■ **GIVEN REQUEST**
Update the records from the line with "Could you please point out the man's wet" through the end of the records, changing every "photograph" to "image" and keeping all else unchanged.

[Data listing]
* Begin *

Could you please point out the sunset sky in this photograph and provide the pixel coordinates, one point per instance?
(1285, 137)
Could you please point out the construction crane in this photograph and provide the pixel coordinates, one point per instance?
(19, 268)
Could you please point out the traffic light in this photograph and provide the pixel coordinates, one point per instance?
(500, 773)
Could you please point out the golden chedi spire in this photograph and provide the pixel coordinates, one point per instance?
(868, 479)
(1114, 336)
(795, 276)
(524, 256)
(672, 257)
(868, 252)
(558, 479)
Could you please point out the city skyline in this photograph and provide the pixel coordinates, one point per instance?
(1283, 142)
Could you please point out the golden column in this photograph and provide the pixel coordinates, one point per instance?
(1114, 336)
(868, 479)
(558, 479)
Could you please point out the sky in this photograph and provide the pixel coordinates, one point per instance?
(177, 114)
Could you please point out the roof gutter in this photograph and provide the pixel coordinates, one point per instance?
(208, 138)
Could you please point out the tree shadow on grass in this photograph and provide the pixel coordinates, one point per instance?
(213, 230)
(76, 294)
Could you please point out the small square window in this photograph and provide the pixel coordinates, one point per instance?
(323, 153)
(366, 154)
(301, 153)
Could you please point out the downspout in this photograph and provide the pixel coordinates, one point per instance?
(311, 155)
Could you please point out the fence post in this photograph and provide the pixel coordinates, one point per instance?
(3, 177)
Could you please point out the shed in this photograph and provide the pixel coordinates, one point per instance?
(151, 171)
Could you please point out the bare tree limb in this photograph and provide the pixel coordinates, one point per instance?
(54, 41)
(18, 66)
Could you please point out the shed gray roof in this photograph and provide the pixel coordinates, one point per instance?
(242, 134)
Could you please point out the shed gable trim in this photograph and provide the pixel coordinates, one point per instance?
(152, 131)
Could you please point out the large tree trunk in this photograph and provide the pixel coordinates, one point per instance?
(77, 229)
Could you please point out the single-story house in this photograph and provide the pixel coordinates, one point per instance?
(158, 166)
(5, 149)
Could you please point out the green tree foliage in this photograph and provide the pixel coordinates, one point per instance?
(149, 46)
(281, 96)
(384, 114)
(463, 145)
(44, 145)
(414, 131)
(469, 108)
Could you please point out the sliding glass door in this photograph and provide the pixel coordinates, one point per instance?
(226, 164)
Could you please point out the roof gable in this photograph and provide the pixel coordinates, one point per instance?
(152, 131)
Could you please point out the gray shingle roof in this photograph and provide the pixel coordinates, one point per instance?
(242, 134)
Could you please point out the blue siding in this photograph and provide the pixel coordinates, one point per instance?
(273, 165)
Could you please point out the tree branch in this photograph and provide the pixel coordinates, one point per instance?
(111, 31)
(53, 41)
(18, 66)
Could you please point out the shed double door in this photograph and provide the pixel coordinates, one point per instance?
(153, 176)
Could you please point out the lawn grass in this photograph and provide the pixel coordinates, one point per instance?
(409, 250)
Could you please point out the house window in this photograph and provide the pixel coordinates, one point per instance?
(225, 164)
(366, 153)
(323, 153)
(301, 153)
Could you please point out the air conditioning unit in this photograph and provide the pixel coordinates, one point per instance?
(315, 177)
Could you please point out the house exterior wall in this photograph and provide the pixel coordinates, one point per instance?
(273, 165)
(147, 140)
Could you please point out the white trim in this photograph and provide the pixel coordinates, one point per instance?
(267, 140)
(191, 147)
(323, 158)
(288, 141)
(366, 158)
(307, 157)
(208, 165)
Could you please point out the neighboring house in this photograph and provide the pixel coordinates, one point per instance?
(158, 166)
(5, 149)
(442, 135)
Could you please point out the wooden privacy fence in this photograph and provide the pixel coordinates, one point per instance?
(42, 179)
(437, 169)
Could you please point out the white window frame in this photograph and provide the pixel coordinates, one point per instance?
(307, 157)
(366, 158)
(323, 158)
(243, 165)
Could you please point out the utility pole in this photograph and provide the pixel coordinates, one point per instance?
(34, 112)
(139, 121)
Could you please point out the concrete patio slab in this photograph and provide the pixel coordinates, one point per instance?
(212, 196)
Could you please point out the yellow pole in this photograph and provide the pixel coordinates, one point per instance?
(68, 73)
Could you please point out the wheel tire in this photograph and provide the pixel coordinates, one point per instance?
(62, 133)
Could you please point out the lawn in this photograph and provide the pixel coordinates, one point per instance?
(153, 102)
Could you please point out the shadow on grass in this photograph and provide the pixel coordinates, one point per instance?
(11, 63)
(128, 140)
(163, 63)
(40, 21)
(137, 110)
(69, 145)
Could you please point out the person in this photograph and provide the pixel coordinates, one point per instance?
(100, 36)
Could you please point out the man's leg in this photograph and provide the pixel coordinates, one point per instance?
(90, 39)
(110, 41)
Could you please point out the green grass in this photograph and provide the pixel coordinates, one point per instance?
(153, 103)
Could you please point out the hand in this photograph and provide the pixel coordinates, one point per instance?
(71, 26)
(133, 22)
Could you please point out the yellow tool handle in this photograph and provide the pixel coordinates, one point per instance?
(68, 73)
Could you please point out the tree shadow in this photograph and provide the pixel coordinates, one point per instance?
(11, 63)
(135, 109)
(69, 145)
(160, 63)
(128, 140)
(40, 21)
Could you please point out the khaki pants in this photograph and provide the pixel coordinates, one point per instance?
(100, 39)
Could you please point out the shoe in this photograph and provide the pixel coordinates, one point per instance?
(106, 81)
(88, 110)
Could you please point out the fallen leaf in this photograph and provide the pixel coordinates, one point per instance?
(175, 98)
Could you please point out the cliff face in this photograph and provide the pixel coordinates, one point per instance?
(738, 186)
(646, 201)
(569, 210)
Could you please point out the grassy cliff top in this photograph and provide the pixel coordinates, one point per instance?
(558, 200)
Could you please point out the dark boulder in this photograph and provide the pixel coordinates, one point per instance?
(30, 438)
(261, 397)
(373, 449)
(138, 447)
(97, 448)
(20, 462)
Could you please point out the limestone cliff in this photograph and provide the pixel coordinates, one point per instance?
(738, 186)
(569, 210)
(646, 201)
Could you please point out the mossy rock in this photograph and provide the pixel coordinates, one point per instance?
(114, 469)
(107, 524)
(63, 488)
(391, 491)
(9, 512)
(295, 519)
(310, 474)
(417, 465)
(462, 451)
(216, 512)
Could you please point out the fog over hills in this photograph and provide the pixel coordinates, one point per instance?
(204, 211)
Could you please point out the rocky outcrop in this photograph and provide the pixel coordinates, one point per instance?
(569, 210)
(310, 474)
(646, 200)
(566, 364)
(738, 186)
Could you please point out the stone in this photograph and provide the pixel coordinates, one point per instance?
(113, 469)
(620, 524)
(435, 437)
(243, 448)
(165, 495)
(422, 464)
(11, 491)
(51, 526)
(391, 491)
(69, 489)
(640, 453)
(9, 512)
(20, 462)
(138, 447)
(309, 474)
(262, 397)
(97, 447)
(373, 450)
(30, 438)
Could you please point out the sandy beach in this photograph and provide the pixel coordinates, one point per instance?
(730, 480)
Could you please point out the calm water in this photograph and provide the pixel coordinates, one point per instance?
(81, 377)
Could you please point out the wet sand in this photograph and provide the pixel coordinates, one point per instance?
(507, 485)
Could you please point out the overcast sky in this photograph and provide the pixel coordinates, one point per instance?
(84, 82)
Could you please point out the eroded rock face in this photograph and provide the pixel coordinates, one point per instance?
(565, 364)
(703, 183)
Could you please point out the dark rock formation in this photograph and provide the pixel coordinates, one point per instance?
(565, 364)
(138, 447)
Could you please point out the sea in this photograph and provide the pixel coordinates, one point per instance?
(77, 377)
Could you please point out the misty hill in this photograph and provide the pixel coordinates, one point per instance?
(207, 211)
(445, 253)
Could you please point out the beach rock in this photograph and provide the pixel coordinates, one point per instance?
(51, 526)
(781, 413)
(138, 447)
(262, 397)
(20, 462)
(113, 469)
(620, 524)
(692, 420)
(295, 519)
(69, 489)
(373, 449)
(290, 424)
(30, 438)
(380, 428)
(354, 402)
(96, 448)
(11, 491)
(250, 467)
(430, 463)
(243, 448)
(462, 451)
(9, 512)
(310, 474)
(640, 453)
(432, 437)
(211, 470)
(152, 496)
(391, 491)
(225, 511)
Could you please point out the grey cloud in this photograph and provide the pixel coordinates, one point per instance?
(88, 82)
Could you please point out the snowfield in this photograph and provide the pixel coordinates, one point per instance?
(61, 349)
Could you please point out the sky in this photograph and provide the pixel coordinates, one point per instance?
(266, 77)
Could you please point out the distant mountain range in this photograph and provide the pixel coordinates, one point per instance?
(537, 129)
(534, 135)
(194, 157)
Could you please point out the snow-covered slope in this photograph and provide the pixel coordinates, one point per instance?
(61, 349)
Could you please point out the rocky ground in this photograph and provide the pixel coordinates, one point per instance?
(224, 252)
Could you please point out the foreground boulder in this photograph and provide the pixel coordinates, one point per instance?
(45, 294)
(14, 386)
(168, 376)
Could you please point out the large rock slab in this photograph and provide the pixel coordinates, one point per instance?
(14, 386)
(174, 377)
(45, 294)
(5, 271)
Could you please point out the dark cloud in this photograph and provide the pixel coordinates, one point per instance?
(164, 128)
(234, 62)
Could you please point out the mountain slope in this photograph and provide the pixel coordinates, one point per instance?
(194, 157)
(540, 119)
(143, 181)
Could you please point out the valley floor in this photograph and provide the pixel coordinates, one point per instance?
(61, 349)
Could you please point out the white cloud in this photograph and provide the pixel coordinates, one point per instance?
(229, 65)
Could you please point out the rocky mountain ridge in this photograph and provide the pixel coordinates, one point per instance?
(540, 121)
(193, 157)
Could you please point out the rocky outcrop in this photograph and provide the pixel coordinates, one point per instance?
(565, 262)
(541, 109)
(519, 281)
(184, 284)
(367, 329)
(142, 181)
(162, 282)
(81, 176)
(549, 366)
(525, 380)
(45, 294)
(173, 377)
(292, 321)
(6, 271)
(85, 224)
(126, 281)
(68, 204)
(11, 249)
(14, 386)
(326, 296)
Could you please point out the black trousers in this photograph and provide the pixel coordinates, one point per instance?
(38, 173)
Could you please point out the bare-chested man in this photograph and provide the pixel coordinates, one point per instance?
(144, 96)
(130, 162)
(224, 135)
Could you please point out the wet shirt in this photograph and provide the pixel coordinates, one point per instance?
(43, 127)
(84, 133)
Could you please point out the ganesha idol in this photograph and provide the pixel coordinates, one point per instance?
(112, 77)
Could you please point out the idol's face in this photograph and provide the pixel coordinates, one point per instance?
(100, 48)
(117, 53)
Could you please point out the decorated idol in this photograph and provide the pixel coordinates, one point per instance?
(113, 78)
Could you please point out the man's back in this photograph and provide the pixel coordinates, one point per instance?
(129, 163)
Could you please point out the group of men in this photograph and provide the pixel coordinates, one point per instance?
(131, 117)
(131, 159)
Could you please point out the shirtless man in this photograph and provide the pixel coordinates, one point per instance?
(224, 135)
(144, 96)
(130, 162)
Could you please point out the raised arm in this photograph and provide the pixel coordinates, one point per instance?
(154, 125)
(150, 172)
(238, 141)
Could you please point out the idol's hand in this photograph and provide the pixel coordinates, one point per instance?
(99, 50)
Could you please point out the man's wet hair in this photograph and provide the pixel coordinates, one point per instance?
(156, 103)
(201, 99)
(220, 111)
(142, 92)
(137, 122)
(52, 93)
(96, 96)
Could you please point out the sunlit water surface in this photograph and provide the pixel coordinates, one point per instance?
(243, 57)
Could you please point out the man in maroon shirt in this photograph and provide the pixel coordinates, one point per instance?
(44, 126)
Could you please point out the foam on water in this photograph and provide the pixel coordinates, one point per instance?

* End *

■ **SOLUTION TO THIS TASK**
Could you please point out the man's wet hair in this image and provide the pixel coordinates, one point per instance?
(156, 103)
(201, 99)
(220, 111)
(142, 92)
(137, 122)
(52, 93)
(96, 96)
Could you please point out the sunlit water surface in this image and provide the pixel coordinates, one point per instance?
(243, 57)
Could you please point out the man in maroon shirt in this image and provide the pixel coordinates, one point per instance?
(44, 126)
Could you please point out the foam on water in this image and provide the pixel coordinates, one point per instance?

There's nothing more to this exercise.